- _EXERCISE REQUIREMENTS_:
[1] Return everything in the testmsgr option list from "Exit on any" down to "Display help message.", copied word for word.
[2] Carry the testmsgr option list on from its last line.

More specifically, infile is an SOAP/XML message file (or message template file), - specifies that the message should be read from standard input, and URL is the optional service endpoint to send (randomized) messages to. When a port number is specified instead of a URL, testmsgr runs as a stand-alone application to test clients that connect to it. A client application receives the (randomized) message generated by testmsgr from the specified SOAP/XML message file (or message template file).

-a act

Use HTTP SOAP Action header value "act" with the SOAP request messages sent. This option is required for services that require a SOAP Action header.

-b

Add random blank spacing to randomized values when using option -r.

-c

Continuous testing of a service endpoint until the service fails, i.e. until the server at the specified endpoint URL becomes unresponsive.

-d num

Test a service endpoint num times or until the service fails, i.e. until the server at the specified endpoint URL becomes unresponsive.

-f

Exit on any HTTP error or on any SOAP fault by the service endpoint when using option -c or -d num, instead of continuing until the specified endpoint URL becomes unresponsive.

-h

Display help message.

-i

Indent XML with spaces when using option -r.

-j

Indent XML with tabs when using option -r.

-l max

Specifies the max number of randomized element repetitions for __REPEAT and __SELECT with min and max indicators, when using option -r. The default is

  1. The maximum value that can be specified is 18446744073709551615.

- _ENTRIES SHOWN_:
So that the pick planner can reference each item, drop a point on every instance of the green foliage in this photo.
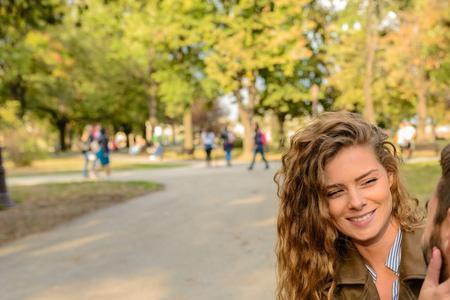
(75, 62)
(23, 140)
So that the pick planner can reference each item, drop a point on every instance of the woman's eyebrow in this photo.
(365, 174)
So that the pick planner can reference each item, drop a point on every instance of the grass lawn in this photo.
(421, 179)
(42, 207)
(74, 164)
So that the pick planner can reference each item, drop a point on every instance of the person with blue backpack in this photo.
(259, 143)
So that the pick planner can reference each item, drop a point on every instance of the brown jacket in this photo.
(353, 281)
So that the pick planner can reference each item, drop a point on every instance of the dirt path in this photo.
(209, 235)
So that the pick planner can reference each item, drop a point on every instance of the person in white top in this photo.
(405, 138)
(208, 138)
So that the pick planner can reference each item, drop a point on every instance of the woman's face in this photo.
(358, 192)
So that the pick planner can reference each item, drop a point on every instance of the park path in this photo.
(210, 234)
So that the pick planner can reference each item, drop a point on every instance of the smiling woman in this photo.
(347, 228)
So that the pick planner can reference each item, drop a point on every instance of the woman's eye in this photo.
(370, 181)
(334, 194)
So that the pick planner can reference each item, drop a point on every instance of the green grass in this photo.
(421, 179)
(71, 164)
(76, 190)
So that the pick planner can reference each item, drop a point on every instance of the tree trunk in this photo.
(5, 200)
(369, 112)
(281, 117)
(420, 84)
(314, 99)
(174, 134)
(61, 124)
(188, 136)
(246, 117)
(127, 130)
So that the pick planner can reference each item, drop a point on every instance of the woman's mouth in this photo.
(362, 220)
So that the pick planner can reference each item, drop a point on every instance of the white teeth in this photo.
(362, 218)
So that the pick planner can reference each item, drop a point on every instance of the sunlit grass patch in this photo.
(42, 207)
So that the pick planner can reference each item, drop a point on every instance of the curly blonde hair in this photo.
(307, 247)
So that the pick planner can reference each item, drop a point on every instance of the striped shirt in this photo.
(393, 263)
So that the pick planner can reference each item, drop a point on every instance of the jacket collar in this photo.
(350, 269)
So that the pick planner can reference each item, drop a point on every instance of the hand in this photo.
(431, 289)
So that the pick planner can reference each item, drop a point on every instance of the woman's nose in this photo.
(356, 200)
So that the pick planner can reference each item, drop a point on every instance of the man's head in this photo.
(437, 229)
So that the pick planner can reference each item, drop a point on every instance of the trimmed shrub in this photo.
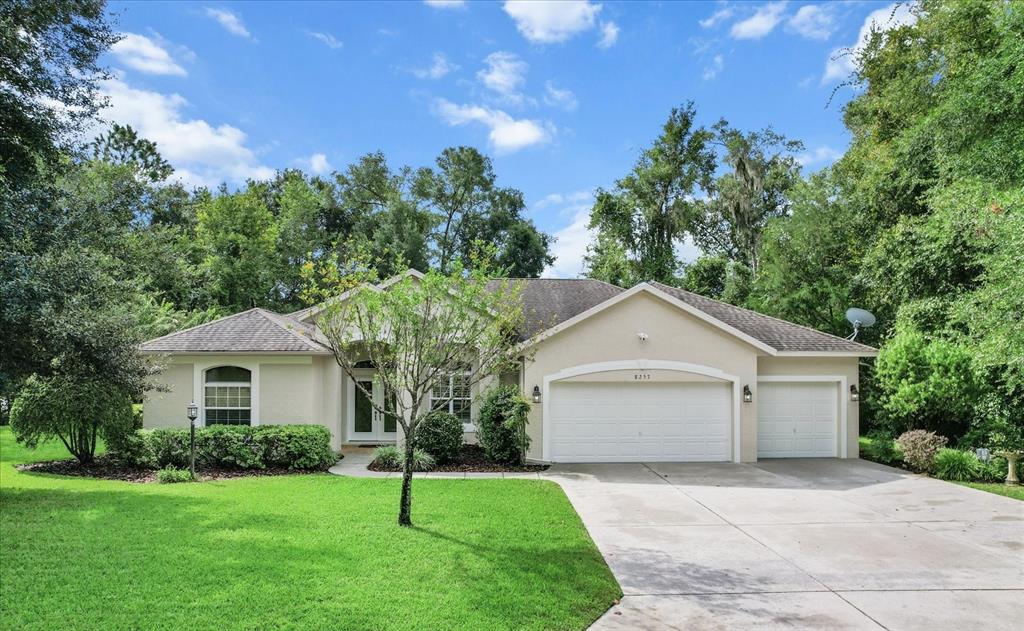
(995, 470)
(440, 435)
(881, 447)
(502, 427)
(296, 447)
(387, 457)
(171, 475)
(170, 447)
(229, 447)
(390, 457)
(134, 450)
(422, 461)
(920, 449)
(956, 465)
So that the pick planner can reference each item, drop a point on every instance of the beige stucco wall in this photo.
(286, 389)
(830, 367)
(672, 335)
(169, 409)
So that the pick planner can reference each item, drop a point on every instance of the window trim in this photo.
(450, 404)
(201, 384)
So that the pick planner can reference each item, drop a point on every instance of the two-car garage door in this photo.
(640, 422)
(613, 421)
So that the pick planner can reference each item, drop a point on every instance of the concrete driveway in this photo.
(794, 544)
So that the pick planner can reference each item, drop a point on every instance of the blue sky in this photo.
(561, 95)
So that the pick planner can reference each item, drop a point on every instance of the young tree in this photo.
(646, 212)
(417, 331)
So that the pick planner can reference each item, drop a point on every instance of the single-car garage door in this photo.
(640, 422)
(797, 419)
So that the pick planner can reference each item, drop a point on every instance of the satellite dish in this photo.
(859, 318)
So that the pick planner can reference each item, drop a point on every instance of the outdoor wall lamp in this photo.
(193, 412)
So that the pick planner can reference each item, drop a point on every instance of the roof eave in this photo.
(278, 352)
(827, 353)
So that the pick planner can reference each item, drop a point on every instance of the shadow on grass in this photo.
(320, 552)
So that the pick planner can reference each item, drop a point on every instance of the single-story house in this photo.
(652, 373)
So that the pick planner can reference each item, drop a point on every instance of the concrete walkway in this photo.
(793, 544)
(800, 544)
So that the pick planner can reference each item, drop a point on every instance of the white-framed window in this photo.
(453, 394)
(227, 395)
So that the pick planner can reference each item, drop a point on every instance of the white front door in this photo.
(366, 422)
(797, 419)
(640, 422)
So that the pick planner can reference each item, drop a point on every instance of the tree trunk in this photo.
(406, 504)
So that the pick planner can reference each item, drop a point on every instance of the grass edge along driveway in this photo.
(303, 551)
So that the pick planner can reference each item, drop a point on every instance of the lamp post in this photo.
(193, 415)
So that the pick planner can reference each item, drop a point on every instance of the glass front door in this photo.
(366, 422)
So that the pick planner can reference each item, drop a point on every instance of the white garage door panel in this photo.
(630, 422)
(797, 419)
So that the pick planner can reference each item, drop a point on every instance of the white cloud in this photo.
(438, 68)
(141, 53)
(506, 133)
(318, 164)
(548, 22)
(505, 74)
(229, 20)
(571, 240)
(558, 97)
(202, 154)
(812, 22)
(609, 35)
(713, 69)
(822, 155)
(556, 199)
(717, 17)
(329, 40)
(761, 23)
(842, 61)
(445, 4)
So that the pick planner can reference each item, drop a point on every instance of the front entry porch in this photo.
(365, 424)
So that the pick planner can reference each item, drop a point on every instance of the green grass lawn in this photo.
(291, 552)
(1016, 492)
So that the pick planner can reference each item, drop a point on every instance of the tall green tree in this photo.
(648, 210)
(763, 169)
(240, 237)
(810, 260)
(49, 77)
(469, 207)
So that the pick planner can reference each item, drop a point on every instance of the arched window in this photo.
(228, 395)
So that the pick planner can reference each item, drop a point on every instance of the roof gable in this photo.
(781, 335)
(253, 331)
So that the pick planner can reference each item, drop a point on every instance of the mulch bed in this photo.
(103, 468)
(472, 460)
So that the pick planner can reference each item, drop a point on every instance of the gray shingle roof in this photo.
(253, 331)
(550, 301)
(779, 334)
(546, 302)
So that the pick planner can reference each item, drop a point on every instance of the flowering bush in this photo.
(920, 449)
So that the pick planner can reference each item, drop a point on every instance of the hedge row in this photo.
(229, 447)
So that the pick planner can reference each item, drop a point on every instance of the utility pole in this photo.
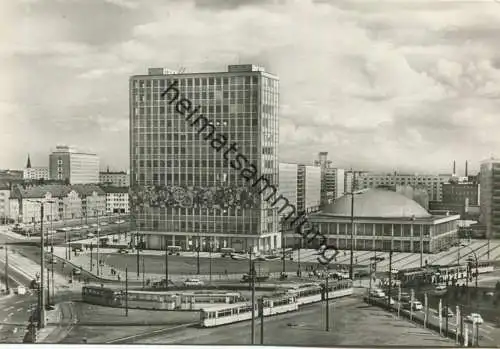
(143, 272)
(6, 270)
(210, 261)
(327, 301)
(390, 281)
(126, 291)
(98, 243)
(198, 256)
(41, 323)
(351, 262)
(166, 262)
(137, 249)
(48, 286)
(261, 320)
(283, 247)
(252, 285)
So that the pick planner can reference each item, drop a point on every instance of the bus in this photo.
(174, 250)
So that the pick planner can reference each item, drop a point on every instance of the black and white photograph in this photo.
(293, 173)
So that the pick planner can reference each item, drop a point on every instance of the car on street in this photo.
(447, 312)
(193, 282)
(416, 305)
(474, 318)
(377, 293)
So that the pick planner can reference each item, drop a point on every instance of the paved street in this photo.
(352, 323)
(489, 334)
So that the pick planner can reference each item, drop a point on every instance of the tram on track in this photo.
(291, 300)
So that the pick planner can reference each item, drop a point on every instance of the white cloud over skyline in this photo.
(408, 85)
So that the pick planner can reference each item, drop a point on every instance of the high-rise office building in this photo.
(198, 141)
(114, 178)
(288, 183)
(31, 172)
(308, 188)
(332, 179)
(490, 197)
(73, 166)
(433, 183)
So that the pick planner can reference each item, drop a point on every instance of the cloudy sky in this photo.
(408, 85)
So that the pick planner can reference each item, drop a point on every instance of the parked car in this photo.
(193, 282)
(447, 312)
(416, 305)
(474, 318)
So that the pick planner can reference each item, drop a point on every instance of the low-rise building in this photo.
(93, 199)
(4, 203)
(384, 220)
(117, 179)
(116, 200)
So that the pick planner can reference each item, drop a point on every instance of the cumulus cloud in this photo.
(389, 84)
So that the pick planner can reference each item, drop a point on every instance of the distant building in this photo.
(35, 173)
(432, 183)
(332, 179)
(384, 221)
(73, 167)
(68, 202)
(4, 202)
(461, 193)
(93, 199)
(116, 200)
(11, 175)
(116, 179)
(490, 197)
(288, 183)
(184, 192)
(308, 188)
(25, 206)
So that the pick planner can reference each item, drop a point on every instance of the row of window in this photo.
(233, 80)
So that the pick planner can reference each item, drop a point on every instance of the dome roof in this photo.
(376, 203)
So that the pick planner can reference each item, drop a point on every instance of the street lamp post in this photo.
(198, 247)
(137, 250)
(252, 285)
(351, 262)
(210, 247)
(6, 270)
(166, 262)
(41, 305)
(98, 243)
(476, 260)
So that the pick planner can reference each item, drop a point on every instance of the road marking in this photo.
(488, 326)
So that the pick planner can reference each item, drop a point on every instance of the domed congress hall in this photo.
(384, 220)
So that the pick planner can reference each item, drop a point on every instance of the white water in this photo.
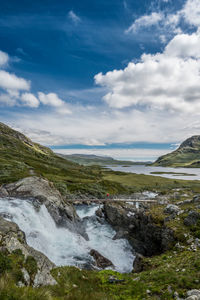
(191, 173)
(62, 246)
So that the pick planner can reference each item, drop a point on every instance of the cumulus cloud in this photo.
(168, 24)
(14, 88)
(145, 21)
(168, 80)
(30, 100)
(191, 12)
(12, 82)
(75, 19)
(3, 58)
(52, 99)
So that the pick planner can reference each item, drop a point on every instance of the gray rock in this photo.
(26, 276)
(192, 218)
(42, 190)
(143, 235)
(194, 293)
(12, 239)
(196, 199)
(171, 209)
(138, 263)
(101, 261)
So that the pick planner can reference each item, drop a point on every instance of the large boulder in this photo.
(145, 237)
(44, 191)
(101, 261)
(12, 238)
(192, 218)
(171, 209)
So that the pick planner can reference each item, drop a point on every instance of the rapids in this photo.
(62, 246)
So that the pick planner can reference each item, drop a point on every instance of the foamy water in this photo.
(62, 246)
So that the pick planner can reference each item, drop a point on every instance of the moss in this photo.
(31, 266)
(5, 263)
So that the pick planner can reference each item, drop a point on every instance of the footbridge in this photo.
(103, 201)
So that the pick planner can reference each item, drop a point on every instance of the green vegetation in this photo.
(176, 270)
(187, 155)
(20, 157)
(89, 160)
(140, 182)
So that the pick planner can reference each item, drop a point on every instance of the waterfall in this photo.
(61, 246)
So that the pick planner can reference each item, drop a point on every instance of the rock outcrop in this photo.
(11, 239)
(44, 192)
(138, 227)
(101, 261)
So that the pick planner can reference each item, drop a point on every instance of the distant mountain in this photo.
(88, 160)
(187, 155)
(20, 157)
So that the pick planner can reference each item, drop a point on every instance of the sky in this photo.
(118, 77)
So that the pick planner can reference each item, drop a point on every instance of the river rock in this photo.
(171, 209)
(101, 261)
(12, 238)
(42, 191)
(192, 218)
(193, 295)
(196, 199)
(144, 236)
(138, 263)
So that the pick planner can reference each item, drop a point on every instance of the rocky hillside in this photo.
(187, 155)
(89, 160)
(20, 157)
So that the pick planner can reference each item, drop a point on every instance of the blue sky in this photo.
(101, 75)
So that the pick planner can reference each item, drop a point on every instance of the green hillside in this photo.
(187, 155)
(20, 157)
(89, 160)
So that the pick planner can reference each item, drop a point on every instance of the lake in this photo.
(193, 173)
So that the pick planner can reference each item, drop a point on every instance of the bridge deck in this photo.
(110, 200)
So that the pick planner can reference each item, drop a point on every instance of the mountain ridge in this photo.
(187, 155)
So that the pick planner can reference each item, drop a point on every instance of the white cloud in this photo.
(184, 45)
(145, 21)
(30, 100)
(12, 82)
(52, 99)
(163, 81)
(191, 12)
(76, 19)
(3, 58)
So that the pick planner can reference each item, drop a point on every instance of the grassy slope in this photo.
(89, 160)
(187, 155)
(20, 157)
(176, 270)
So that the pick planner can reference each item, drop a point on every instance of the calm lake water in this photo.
(142, 169)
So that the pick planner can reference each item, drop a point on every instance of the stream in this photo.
(61, 246)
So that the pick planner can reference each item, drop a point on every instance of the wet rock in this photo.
(144, 236)
(41, 191)
(192, 218)
(193, 295)
(120, 235)
(171, 209)
(138, 264)
(99, 213)
(44, 191)
(3, 192)
(101, 261)
(196, 199)
(12, 239)
(113, 279)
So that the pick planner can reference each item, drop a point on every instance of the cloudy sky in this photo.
(117, 77)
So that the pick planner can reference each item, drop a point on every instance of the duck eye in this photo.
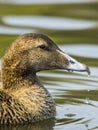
(44, 47)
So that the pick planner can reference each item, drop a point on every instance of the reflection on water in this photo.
(48, 22)
(14, 30)
(44, 1)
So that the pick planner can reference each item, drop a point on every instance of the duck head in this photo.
(32, 52)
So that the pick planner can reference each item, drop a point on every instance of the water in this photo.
(75, 94)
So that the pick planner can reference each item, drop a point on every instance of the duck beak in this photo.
(74, 65)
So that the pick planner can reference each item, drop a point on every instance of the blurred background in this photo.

- _TASK ANSWERS_:
[1]
Exit on any HTTP error or on any SOAP fault by the service endpoint when using option -c or -d num, instead of continuing until the specified endpoint URL becomes unresponsive.

-h

Display help message.

[2]
-m max

Specifies the max length of randomized text values generated when using option -r. The default is 255. The maximum value that can be specified is 18446744073709551615.

-n len

Display the server response up to len bytes. -n0 removes the server responses. Omitting this option displays the full response.

-o file

Save output to file. This option is not applicable when URL or port are specified.

-p perc

Retain XML with the specified percentage chance, when using option -r. XML attributes and elements are removed by chance as specified. For example, -p10 keeps only roughly 10% of the XML elements and attributes of the original message. The default is 100 (retain all XML).

-q perc

Retain XML qualified with ??? and elements repeated with the __REPEAT indicator with the specified percentage chance, when using option -r. For example, if a message has an element or attribute value ???%[[INT32]] then -q10 keeps the element or attribute with a 10% chance. Likewise, optional XML elements enclosed in <__REPEAT> as indicated with min and max bounds are kept with a 10% chance. The default is 100 (retain).

-r seed

Randomize the SOAP/XML message template given as the infile argument. SOAP/XML message templates can be auto-generated with soapcpp2 option -g. The seed value is required and is used to reproduce test messages. Any positive seed value can be specified, from 1 up to 2147483647.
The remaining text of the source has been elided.